→ Texte fourni:
******************************
Chocolat, clown cubain, vedette du cirque français est mort il y a 100 ans. Avec l’anglais Georges Foottit, ils formaient le duo le plus comique de l’époque : le clown blanc autoritaire et l’auguste noir souffre-douleur.

Entretien de Foottit dans Excelsior en novembre 1917 et illustration des Mémoires de Foottit & Chocolat

 
 Mort de Chocolat
Chocolat est mort le 4 novembre 1917, à Bordeaux, pendant une tournée du Cirque Rancy. La presse parisienne l’annonce quelques jours plus tard (Le Matin, Le Petit Parisien, Le Rappel, le Journal des débats politiques et littéraires, Le Journal). Son âge est inconnu, 48 ou 51 ans selon les journaux. Foottit dans Excelsior mentionne un état civil imaginaire « Raphael Patodos » (repris par La Presse ou Le Gaulois). Les Annales politiques et littéraires, avec un certain recul, compare le jeu de Foottit et Chocolat à « un assez joli tableau de la politique coloniale ». Il est vrai que le temps a passé et que Chocolat évoque déjà une époque lointaine.
 
Franc-Nohain écrit en 1907, pour les enfants, Les mémoires de Foottit & Chocolat, clowns, à la manière d’un conte de fées, ne recherchant pas l’exactitude des faits. L’historien Gérard Noiriel a publié ses recherches sur Chocolat en 2012, 2016 et encore en 2017. Il a écrit également le texte d’un spectacle, dont s’est librement inspiré Roschdy Zem dans son film. Il nous a raconté dans un entretien comment il a reconstitué une partie du parcours de Chocolat grâce à la presse numérisée de Gallica.
Chocolat, esclave cubain vendu à un marchand espagnol, est engagé comme domestique par un clown anglais Tony Grice. C’est avec lui qu’il arrive à Paris en octobre 1886 comme manœuvre. Le Figaro annonce la rentrée de Tony Grice au Nouveau Cirque « avec son nègre, son singe et son cochon ».
******************************
→ Données fournies:
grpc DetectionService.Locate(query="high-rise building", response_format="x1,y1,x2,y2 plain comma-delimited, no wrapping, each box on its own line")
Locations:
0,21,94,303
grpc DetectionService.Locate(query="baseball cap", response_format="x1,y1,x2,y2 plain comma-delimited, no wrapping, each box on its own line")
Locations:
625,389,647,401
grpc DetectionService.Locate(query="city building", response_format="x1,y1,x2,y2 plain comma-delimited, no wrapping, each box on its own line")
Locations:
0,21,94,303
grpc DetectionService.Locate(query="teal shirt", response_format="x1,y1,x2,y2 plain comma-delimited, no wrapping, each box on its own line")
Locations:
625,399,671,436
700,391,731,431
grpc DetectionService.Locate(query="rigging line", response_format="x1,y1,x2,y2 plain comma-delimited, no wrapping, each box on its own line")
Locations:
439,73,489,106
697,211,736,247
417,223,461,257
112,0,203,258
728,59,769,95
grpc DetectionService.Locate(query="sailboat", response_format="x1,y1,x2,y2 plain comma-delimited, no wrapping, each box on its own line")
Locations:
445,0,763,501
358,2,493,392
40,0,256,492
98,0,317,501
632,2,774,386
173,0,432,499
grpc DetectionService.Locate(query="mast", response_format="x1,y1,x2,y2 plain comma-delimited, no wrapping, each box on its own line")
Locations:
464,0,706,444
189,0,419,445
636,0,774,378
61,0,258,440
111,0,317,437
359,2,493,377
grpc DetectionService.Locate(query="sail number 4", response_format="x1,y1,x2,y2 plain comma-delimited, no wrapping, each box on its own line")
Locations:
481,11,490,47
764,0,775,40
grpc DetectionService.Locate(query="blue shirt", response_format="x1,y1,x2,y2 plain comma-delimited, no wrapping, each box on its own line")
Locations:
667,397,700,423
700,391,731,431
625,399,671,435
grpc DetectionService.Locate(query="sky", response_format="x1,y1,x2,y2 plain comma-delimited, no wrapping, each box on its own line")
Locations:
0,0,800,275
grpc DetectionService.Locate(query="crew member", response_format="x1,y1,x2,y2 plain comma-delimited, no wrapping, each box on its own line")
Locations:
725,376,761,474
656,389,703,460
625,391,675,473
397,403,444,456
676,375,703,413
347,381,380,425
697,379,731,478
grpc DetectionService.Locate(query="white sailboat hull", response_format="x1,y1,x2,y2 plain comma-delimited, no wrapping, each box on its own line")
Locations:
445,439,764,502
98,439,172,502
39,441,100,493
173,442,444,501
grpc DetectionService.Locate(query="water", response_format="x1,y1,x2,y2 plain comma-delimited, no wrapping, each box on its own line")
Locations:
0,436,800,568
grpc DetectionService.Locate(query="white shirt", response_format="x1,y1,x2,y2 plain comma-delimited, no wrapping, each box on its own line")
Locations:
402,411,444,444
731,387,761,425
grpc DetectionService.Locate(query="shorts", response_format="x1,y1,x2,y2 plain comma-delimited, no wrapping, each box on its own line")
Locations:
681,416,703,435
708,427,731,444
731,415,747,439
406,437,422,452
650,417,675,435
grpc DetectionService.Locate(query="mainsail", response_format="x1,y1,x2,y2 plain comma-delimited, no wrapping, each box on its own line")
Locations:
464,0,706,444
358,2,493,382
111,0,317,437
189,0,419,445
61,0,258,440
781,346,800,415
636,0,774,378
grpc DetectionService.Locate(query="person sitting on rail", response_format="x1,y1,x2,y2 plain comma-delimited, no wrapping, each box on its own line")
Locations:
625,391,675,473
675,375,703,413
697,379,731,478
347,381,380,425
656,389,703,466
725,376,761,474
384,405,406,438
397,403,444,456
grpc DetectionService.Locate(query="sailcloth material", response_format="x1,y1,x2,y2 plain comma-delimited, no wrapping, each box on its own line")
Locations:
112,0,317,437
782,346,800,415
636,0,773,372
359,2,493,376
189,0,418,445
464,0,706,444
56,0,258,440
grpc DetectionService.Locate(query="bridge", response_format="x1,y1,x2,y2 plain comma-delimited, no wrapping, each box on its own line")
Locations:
******************************
→ Consignes:
a) D'après le texte sur le clown Chocolat, à quelle date et dans quelle ville Chocolat est-il mort ?
b) Prolongez le texte sur le clown Chocolat au-delà de sa dernière phrase.
Les entrées proviennent d'une autre source.

→ Corrigés:
a) Le 4 novembre 1917, à Bordeaux.

b)
Le succès au Nouveau Cirque
C’est au Nouveau Cirque inauguré en février 1886 au 251, rue Saint-Honoré et dont la piste se transformait en piscine, que Chocolat se produira le plus longtemps. Tout d’abord dans des pantomimes : La Grenouillère début 1887, où on le voit sur l’affiche, puis dans La Féria de Séville, où il joue un picador dans une course de taureaux dont le comique est relevé par Jules Prével dans Le Figaro.
En mars 1888, il est en tête d’affiche avec La noce de Chocolat, bouffonnerie nautique, relayé par Le Figaro, Le Gaulois. Gil Blas qui en souligne le succès énorme, tout comme Le Tintamarre. Il est alors un artiste à part entière, et s’affranchit de Tony Grice, qui cherche un nouveau nègre (Le Matin). L’année suivante, Albert de Saint-Albin cite cette pantomine dans Les Sports à Paris, en relevant les influences américaines.
 

 
Chocolat reprend ensuite le rôle du toréador dans La Féria de Séville et dépasse alors son ancien maître Tony Grice selon Le Figaro : « le joyeux, le désopilant, l'inénarrable Chocolat ! Allez voir ce clown vertigineux jouer au Frascuelo... ». La célébrité de Chocolat est très visible dans la presse : c’est « le jeune premier du Nouveau Cirque » (L’Univers illustré), le clown favori des enfants (Le Gaulois) et une référence connue de tous. Ainsi, dans Le Gaulois, Alfred Capus titre un de ses articles « Chocolat député » pour dénoncer le cirque parlementaire.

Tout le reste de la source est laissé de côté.